** Task description **
Collect every line in the rows below that contains the string "shown", treating uppercase and lowercase letters as distinct.

* Start Raw records *

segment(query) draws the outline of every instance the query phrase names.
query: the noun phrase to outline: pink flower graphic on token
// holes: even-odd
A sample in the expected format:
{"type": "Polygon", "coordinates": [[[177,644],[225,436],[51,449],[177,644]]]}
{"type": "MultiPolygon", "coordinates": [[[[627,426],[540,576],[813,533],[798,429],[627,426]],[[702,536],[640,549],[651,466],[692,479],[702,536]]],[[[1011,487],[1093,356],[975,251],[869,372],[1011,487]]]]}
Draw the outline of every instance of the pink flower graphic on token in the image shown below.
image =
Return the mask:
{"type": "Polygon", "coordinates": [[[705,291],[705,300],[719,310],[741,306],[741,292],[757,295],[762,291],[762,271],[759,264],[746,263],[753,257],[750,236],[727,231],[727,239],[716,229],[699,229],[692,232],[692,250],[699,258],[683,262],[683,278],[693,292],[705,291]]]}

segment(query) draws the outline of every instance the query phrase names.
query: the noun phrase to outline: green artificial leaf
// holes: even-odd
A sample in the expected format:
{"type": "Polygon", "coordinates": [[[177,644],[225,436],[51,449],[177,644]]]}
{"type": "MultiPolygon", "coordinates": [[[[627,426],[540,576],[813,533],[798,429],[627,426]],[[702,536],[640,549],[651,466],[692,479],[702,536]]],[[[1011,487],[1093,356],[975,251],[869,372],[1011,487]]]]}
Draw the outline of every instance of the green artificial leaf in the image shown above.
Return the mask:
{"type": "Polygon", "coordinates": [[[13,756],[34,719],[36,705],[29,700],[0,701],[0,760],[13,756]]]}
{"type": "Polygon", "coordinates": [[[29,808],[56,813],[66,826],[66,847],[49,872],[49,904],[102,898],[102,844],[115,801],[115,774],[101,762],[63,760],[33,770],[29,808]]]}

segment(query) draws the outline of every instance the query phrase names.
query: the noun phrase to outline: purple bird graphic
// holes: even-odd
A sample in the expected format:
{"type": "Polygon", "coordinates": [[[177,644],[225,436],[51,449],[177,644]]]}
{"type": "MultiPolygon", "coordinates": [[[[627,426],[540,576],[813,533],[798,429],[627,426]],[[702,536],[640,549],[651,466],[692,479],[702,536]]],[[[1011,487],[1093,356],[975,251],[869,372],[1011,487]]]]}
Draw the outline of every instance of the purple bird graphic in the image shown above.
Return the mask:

* End Raw records *

** Final result **
Draw the outline of every instance of the pink flower graphic on token in the image shown below.
Draw the outline of every instance of the green artificial leaf in the image shown above.
Draw the outline of every instance of the purple bird graphic in the image shown above.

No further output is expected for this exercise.